> ИНСТРУКЦИИ К РАБОТЕ
• 1. Перепишите из текста о спектакле «Деды» фрагмент, начиная со слов «Пространство питает зрелище, где» и заканчивая словами «душе человека ...».
• 2. Продолжите текст о спектакле «Деды», начав сразу после его последнего предложения.

> ПРЕДЛОЖЕННЫЙ ТЕКСТ
____
29.06.2013

"Что-то будет ..."


Спектаклем «Деды» по одноименной поэме Адама Мицкевича начал работу белорусский антрепризный «Театр Ч».

Согласно поэту Мицкевичу, у отечества есть душа и этой душе больно. Больно и душе мира – за душу каждого, кто в нём есть, за каждое дерево и за каждое отечество. "Но чем же есть жестокость прошлых лет по сравнению с тем, что наш народ терпит теперь ..."

 ... Коричневые, охристые, желтоватые краски разнообразных боговых изображений-теней окружают сценическое пространство – задник и плоские прямоугольники на штанкетах, нависшие над площадкой. Они совсем не двигаются, но дают ясное представление о том,  как мы "под Богом ходим" и от Бога имеем выбор. Освещение поддерживает теплый колорит ... не костёла, не храма; иногда оно прідаёт пространству почти домашний уют, – некоему сакральному пространству во вселенной, которое, наверное, и является человеческим обиталищем согласно художнику Мариусу Яцовскису. Созерцание сценического пространства – своеобразное вхождение в мир спектакля "Деды", созданный литовцами и белорусами на основании общего литературного наследия, написанного по-польски. По-своему – тоже Деды, художественные.


Пространство питает зрелище, где герой явно не противостоит злу, а персонажи не проявляют внутренние конфликты открыто. События, определившие сценические таинства и страдания, остались в прошлом или за кулисами. Конфликт, который движет "Дедами" Мицкевича  на сцене, объединяет поэзию и философию, а разворачивается на границе человеческого и не-человеческого; того, что имеет душу и того, что уничтожает душу. С таким порядком вещей помощь душам (предков) –  это условие гармоничного существования не только человека, но и его окружения-среды. Несостоятельность человеческой жизни и неупорядоченность отдельной души способны повлиять на мир. В ответ душа мира может поспособствовать душе человека ...
____
> ИСХОДНЫЕ СТРОКИ
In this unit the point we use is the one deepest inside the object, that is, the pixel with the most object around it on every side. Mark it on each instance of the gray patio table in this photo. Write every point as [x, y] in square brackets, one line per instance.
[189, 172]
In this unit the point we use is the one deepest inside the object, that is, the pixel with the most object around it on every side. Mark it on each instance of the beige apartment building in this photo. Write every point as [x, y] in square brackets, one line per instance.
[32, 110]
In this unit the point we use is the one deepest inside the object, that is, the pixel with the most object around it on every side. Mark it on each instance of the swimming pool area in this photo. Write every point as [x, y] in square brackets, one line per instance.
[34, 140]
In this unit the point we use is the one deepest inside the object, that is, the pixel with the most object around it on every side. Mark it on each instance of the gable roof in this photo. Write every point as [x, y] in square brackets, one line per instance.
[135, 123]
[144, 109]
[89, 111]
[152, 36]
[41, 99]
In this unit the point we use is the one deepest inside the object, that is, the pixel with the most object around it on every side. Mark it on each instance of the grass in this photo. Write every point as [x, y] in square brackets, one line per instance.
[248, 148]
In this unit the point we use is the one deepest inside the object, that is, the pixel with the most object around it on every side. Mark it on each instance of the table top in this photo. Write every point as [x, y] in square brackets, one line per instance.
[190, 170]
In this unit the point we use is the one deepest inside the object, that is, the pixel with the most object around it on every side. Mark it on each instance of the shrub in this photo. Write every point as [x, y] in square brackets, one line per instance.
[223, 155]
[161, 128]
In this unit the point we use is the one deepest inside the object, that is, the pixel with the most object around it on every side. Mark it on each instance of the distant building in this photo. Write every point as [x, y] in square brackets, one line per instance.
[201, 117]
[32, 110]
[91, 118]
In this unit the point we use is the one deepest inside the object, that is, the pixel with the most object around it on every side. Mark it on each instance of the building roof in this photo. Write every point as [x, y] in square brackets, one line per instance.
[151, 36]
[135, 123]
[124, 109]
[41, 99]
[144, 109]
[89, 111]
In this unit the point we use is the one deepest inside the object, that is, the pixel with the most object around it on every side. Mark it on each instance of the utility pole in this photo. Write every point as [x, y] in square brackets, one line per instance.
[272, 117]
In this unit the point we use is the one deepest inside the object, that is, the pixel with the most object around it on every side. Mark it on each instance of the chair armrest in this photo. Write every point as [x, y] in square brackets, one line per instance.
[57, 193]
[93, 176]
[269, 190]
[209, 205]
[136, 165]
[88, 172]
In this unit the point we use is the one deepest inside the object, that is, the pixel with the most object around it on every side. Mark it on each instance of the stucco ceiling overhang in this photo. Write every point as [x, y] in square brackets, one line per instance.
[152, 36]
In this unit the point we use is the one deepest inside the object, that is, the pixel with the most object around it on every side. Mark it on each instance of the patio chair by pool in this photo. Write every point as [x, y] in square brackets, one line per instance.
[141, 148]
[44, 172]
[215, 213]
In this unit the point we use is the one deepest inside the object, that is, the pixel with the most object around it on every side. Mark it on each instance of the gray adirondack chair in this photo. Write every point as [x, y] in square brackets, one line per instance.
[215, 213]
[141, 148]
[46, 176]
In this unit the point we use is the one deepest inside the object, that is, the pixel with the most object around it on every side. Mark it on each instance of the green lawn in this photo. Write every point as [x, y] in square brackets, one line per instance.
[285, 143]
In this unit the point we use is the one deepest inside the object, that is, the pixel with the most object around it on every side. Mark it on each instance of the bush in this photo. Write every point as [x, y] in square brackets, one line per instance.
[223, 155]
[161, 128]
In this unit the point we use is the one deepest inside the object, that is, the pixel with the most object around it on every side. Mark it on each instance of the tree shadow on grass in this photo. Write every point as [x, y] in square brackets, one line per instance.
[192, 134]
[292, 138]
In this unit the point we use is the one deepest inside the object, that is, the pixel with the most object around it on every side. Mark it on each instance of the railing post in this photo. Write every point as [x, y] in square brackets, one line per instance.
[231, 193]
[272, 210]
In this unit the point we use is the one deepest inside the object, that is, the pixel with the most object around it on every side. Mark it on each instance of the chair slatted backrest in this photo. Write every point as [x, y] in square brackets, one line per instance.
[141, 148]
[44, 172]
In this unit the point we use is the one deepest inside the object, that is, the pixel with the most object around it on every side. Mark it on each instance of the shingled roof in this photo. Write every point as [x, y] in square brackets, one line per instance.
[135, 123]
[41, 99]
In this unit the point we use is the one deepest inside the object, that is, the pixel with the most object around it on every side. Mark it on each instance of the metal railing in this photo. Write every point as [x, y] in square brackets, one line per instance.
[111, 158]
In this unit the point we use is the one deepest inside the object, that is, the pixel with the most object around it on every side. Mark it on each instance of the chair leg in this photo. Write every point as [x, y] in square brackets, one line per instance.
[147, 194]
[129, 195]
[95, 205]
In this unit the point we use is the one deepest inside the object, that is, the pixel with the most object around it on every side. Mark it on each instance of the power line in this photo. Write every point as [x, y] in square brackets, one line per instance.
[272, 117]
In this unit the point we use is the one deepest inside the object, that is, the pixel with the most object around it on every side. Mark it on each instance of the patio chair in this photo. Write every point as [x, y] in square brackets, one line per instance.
____
> ОТВЕТЫ ПО ПОРЯДКУ
• 1.
Пространство питает зрелище, где герой явно не противостоит злу, а персонажи не проявляют внутренние конфликты открыто. События, определившие сценические таинства и страдания, остались в прошлом или за кулисами. Конфликт, который движет "Дедами" Мицкевича  на сцене, объединяет поэзию и философию, а разворачивается на границе человеческого и не-человеческого; того, что имеет душу и того, что уничтожает душу. С таким порядком вещей помощь душам (предков) –  это условие гармоничного существования не только человека, но и его окружения-среды. Несостоятельность человеческой жизни и неупорядоченность отдельной души способны повлиять на мир. В ответ душа мира может поспособствовать душе человека ...

• 2.
Большая импровизация по Мицкевичу подготовлена переводчиком Сержем Минскевичем (качество перевода впечатляет) и драматургом Максимом Климковичем; ряд сильных ассоциаций создает режиссёр Рамуне Кудзманайте, исповедуя отменную сценическую эстетику и требуя отменной зрительской культуры – в ответ. Вероятно, эта зрительская культура уже поладила с эстетикой Туминаса, Някрошуса, Латенаса; ради справедливости стоит упомянуть о роли в формировании этой эстетики Дали Тамулявичуте (режиссёр, руководитель курса, где обучались Някрошюс и Латенас) и даже самого Юозаса Мильтиниса. Свидетельствую: знаменитые режиссёры против определения "литовская режиссёрская школа". Другое дело – эстетика, режиссерский язык (особенности пластические, музыкальные, обращение с образами, символами, метафорами): впрочем, нельзя служить литовскому театру и не уметь по-литовски. Рамуне Кудзманайте – умеет ...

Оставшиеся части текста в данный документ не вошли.